TASK REQUIREMENTS:
Gather every line in the data below that contains the word "crocus", and list those lines.

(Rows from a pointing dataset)
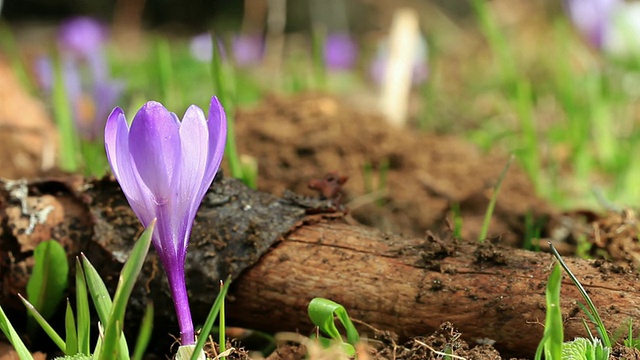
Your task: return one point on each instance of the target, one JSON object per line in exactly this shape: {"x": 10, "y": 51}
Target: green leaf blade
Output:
{"x": 48, "y": 281}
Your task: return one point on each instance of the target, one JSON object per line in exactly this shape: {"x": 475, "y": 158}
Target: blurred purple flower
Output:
{"x": 248, "y": 50}
{"x": 593, "y": 18}
{"x": 84, "y": 39}
{"x": 420, "y": 72}
{"x": 340, "y": 52}
{"x": 90, "y": 100}
{"x": 91, "y": 92}
{"x": 43, "y": 70}
{"x": 164, "y": 167}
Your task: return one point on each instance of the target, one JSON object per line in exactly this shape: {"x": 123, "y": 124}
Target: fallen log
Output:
{"x": 281, "y": 257}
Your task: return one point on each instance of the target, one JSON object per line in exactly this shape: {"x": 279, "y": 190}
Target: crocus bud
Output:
{"x": 164, "y": 167}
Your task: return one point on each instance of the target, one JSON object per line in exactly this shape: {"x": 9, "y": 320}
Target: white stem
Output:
{"x": 396, "y": 86}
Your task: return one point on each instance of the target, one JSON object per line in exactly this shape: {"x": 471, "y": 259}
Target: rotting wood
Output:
{"x": 281, "y": 258}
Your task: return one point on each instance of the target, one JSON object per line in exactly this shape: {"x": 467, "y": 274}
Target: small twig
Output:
{"x": 438, "y": 352}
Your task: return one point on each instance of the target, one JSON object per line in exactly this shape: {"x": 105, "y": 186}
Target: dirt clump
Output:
{"x": 400, "y": 180}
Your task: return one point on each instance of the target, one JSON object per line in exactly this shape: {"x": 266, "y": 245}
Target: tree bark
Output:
{"x": 411, "y": 286}
{"x": 282, "y": 252}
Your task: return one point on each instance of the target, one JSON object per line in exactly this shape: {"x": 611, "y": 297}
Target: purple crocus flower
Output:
{"x": 248, "y": 50}
{"x": 164, "y": 167}
{"x": 340, "y": 52}
{"x": 593, "y": 18}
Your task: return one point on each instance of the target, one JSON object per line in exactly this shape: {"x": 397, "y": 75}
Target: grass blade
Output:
{"x": 71, "y": 332}
{"x": 101, "y": 300}
{"x": 146, "y": 328}
{"x": 553, "y": 323}
{"x": 602, "y": 331}
{"x": 12, "y": 336}
{"x": 48, "y": 281}
{"x": 53, "y": 335}
{"x": 492, "y": 203}
{"x": 211, "y": 318}
{"x": 83, "y": 314}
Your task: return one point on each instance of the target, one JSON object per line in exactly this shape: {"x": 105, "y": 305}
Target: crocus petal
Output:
{"x": 116, "y": 136}
{"x": 156, "y": 148}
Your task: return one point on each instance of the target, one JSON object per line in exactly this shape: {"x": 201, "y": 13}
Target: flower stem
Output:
{"x": 181, "y": 303}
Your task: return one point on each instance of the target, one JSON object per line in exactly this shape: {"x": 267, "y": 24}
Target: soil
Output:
{"x": 298, "y": 140}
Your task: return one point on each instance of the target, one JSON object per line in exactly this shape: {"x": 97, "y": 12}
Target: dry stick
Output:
{"x": 396, "y": 283}
{"x": 396, "y": 87}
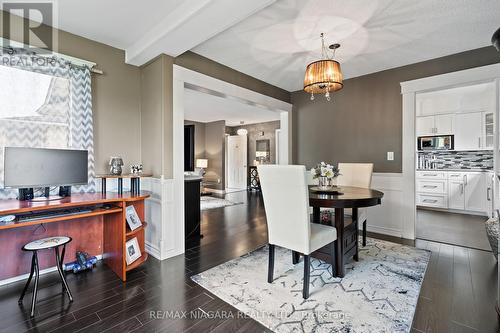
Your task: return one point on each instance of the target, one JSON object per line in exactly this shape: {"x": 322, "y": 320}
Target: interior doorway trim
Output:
{"x": 409, "y": 90}
{"x": 186, "y": 78}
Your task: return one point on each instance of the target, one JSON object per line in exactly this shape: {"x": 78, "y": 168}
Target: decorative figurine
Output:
{"x": 115, "y": 165}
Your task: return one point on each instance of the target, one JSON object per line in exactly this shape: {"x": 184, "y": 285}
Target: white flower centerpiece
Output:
{"x": 325, "y": 173}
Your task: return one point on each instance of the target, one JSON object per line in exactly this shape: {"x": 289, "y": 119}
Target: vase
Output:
{"x": 324, "y": 182}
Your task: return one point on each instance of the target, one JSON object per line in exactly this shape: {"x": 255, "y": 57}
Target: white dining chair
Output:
{"x": 286, "y": 201}
{"x": 357, "y": 175}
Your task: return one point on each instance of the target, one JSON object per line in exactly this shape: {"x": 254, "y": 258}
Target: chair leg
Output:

WRITTEN ANSWER:
Target: crocus bud
Target: purple crocus flower
Target: crocus petal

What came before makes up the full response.